Inutile de dire que j’appréhendais ce jour. 

Depuis quelques mois et en prévision d’un futur voyage à l’été 2019, je travaille ma condition physique en marchant régulièrement, le dimanche, avec un sac à dos inutilement chargé. Comme je suis loin d’être une sportive aguerrie, mes sorties dominicales comptent quinze ou vingt kilomètres, principalement au plat. 

Mais là c’est autre chose ! Le départ est à 2200 mètres et l’arrivée à 3300. Les kilomètres sont peu nombreux mais… la montée ! Et l’altitude !

Le guide avait tenté de me rassurer, ça fait dix jours que nous vivons dans les hauteurs avec parfois des nuits à plus de 3000 mètres, il nous avait vu crapahuter et estimait qu’on était capables de venir à bout de la grimpée. 

Mouais, pas convaincue.

Il faut savoir qu’il y a trois manières d’accéder au Nid du Tigre.

  • Celle qui consiste à chausser ses meilleures chaussures et grimper.
  • Celle qui consiste à louer un petit cheval ou une mule qui fera la moitié de la montée avec un humain sur son dos.
  • Celle qu’avait choisie Guru Rinpoche : demander à sa concubine préférée de se transformer en tigre volant et grimper sur son dos.

N’ayant pas de concubine, j’ai vite éliminé la troisième. Et la deuxième aussi, parce qu’on fait les choses correctement ou on ne les fait pas !

Un pas après l’autre…. Et le cœur qui s’emballe vite. La montre qui mesure les battements affiche un petit 150 des familles. On s’arrête, on reprend, on s’arrête 15 mètres plus loin, on reprend, on s’arrête encore. On se dit qu’à ce rythme là on y sera encore le lendemain. On reprend, on s’arrête. On tente de faire redescendre les battements de cœur, en vain. On reprend.

Et ainsi de suite. 

Le nombre total de kilomètres n’est pas impressionnant. C’est l’effort qui l’est. À mi-chemin, une cafétéria et le ravitaillement. Le Nid du Tigre est plus ou moins à notre hauteur, mais il reste des volées d’escaliers à descendre puis, bien sûr, à remonter pour atteindre la destination. Ici quelques touristes rebroussent chemin. D’autres sont frais (merci les mules et poneys) et sont prêts à commencer leur effort.

MATÉRIEL PRÉSENTÉ:
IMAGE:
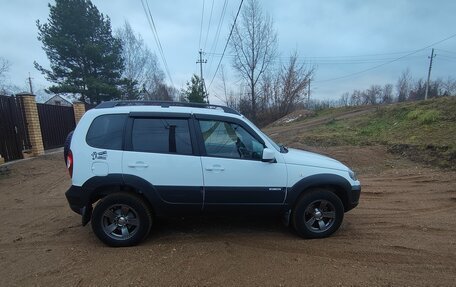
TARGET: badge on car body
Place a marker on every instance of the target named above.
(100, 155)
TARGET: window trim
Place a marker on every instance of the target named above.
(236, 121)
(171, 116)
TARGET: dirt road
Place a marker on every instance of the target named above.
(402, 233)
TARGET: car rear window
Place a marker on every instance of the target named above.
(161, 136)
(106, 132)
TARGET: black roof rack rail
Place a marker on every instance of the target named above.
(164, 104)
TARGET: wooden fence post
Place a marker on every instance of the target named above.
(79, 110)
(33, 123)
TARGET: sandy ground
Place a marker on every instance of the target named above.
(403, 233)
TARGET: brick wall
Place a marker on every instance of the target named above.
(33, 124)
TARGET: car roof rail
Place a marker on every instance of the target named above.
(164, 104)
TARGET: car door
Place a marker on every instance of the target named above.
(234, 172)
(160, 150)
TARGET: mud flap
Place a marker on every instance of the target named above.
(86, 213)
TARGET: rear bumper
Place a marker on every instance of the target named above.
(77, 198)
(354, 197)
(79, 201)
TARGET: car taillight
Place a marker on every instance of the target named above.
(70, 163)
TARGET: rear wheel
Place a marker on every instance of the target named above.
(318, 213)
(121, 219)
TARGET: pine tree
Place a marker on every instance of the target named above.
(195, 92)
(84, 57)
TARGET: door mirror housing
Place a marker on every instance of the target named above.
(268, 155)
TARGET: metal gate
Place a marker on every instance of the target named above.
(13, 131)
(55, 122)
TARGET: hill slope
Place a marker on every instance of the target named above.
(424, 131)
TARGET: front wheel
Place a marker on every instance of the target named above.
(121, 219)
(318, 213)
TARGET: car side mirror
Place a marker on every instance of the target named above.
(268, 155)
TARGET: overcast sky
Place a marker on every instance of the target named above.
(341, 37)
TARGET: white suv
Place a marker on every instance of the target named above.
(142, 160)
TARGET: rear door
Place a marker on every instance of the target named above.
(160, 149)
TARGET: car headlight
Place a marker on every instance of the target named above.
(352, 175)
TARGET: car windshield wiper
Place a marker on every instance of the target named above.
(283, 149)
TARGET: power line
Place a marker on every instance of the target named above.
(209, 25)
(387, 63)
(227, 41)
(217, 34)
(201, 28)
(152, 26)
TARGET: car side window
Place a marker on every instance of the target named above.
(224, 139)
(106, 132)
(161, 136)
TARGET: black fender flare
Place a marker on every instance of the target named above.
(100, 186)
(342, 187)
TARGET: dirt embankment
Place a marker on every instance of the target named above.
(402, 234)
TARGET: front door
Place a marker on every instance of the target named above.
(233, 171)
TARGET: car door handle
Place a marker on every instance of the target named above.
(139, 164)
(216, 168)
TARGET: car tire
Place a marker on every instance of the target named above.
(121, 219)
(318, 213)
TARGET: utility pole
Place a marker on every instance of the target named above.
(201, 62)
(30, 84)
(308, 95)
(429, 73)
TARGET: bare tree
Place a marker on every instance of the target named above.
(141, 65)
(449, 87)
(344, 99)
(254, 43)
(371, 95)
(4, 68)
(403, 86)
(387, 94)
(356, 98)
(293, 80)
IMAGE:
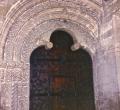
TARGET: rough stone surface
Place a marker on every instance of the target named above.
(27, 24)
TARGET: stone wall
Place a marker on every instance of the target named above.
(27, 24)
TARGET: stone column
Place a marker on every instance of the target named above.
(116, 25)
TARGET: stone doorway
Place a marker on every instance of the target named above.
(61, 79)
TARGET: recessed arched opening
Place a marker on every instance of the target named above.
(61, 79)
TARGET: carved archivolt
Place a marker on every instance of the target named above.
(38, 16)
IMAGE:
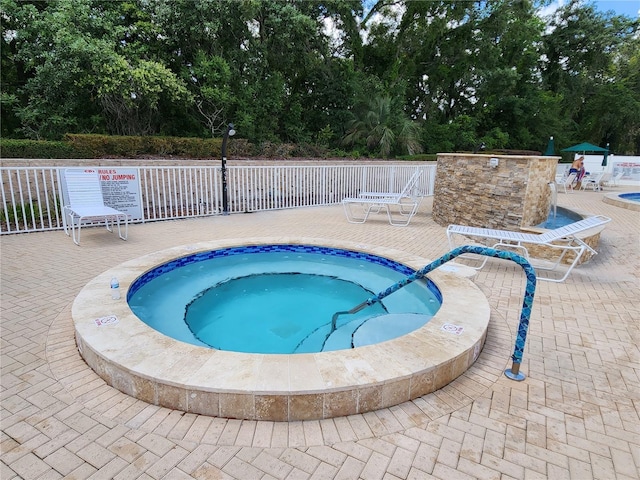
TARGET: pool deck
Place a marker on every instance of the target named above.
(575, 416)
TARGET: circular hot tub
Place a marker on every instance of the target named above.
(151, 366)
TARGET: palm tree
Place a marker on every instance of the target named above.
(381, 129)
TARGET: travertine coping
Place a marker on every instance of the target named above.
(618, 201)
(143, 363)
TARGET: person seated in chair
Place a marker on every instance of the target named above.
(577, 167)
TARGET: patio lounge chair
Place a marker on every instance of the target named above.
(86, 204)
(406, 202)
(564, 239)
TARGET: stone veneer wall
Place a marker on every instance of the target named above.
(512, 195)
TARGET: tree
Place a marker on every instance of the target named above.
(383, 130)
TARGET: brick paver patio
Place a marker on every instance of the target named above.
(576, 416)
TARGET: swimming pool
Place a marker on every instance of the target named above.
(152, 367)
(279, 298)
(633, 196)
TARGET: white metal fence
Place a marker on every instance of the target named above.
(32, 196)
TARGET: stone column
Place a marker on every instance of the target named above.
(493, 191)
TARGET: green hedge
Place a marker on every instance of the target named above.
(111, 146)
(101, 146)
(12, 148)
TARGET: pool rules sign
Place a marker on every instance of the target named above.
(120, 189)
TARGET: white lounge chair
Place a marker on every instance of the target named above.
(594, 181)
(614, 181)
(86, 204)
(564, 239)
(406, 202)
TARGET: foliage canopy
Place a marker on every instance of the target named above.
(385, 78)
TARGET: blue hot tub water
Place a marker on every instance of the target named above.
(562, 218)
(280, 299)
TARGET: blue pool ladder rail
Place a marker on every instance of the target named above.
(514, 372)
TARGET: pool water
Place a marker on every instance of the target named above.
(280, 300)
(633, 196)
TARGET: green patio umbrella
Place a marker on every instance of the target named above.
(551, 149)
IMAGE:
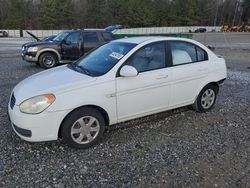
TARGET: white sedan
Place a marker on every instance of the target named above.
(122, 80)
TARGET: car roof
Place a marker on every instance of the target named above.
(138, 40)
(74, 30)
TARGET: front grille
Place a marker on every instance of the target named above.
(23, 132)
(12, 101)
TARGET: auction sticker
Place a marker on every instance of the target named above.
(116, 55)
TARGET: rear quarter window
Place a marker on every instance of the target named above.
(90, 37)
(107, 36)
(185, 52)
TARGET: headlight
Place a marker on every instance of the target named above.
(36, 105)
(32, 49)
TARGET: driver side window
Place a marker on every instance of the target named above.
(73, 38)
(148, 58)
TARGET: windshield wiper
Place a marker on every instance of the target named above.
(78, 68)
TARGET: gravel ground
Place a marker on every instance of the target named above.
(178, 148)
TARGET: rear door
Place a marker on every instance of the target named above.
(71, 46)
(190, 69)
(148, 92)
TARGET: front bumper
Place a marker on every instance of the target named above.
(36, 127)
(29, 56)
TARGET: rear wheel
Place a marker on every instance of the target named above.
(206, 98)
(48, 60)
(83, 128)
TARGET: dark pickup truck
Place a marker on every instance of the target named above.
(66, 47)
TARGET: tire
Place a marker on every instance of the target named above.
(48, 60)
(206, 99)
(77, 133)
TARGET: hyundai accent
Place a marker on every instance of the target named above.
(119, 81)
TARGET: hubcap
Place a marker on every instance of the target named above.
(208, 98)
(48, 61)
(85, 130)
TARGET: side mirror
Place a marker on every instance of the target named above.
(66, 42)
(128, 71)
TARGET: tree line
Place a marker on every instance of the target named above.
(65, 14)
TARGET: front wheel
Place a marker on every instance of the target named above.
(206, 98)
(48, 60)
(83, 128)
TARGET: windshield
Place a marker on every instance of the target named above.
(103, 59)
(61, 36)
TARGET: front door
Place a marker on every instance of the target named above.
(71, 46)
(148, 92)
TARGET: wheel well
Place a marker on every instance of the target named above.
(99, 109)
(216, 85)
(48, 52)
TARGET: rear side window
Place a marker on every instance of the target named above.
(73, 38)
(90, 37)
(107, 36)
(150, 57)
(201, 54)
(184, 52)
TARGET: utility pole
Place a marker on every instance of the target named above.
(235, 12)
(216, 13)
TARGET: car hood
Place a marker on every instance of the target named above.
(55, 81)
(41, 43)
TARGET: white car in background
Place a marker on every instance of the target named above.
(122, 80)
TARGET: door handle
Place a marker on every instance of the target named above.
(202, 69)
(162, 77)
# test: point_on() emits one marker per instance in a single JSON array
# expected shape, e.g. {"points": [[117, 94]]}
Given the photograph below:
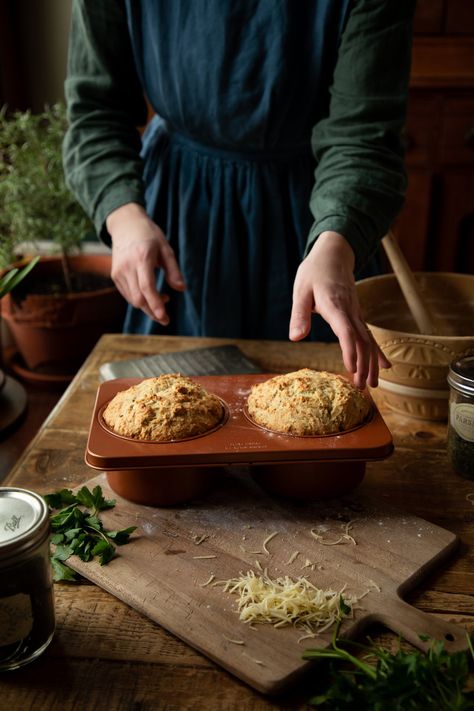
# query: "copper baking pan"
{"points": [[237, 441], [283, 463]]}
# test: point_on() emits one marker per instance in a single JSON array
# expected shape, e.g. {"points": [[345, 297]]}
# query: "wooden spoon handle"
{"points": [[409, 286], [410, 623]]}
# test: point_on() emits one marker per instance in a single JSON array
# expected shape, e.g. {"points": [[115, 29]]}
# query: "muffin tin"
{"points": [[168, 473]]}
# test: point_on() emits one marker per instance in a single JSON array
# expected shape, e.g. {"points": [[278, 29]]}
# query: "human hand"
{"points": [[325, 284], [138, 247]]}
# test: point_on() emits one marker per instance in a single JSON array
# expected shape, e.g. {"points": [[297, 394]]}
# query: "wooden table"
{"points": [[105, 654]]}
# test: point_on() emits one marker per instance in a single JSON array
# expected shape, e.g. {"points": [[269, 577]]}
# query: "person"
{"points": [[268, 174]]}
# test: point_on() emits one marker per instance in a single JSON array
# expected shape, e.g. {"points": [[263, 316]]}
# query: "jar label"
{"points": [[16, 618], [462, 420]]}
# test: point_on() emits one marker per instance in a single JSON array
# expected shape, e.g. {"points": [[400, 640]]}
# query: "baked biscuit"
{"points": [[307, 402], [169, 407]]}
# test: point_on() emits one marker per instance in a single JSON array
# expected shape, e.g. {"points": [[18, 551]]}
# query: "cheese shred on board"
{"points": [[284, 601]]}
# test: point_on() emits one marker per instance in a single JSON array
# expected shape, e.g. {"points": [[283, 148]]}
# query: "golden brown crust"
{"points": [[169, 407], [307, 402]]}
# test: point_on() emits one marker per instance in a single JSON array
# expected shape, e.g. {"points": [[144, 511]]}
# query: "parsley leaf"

CONSIGNES:
• a. D'après le texte sur la montée au Nid du Tigre :
(i) À quelles altitudes se situent le départ et l'arrivée ?
(ii) Combien de kilomètres comptent les sorties du dimanche ?
(iii) Que trouve-t-on à mi-chemin ?
• b. Recopiez à l'identique le passage du texte qui commence par « Depuis quelques mois » et se poursuit jusqu'à « Mouais, pas convaincue. ».
Le matériel ne joue aucun rôle ici.

RÉPONSES ATTENDUES:
• a.
(i) Le départ est à 2200 mètres et l'arrivée à 3300 mètres.
(ii) Quinze ou vingt kilomètres.
(iii) Une cafétéria et le ravitaillement.

• b.
Depuis quelques mois et en prévision d’un futur voyage à l’été 2019, je travaille ma condition physique en marchant régulièrement, le dimanche, avec un sac à dos inutilement chargé. Comme je suis loin d’être une sportive aguerrie, mes sorties dominicales comptent quinze ou vingt kilomètres, principalement au plat. 

Mais là c’est autre chose ! Le départ est à 2200 mètres et l’arrivée à 3300. Les kilomètres sont peu nombreux mais… la montée ! Et l’altitude !

Le guide avait tenté de me rassurer, ça fait dix jours que nous vivons dans les hauteurs avec parfois des nuits à plus de 3000 mètres, il nous avait vu crapahuter et estimait qu’on était capables de venir à bout de la grimpée. 

Mouais, pas convaincue.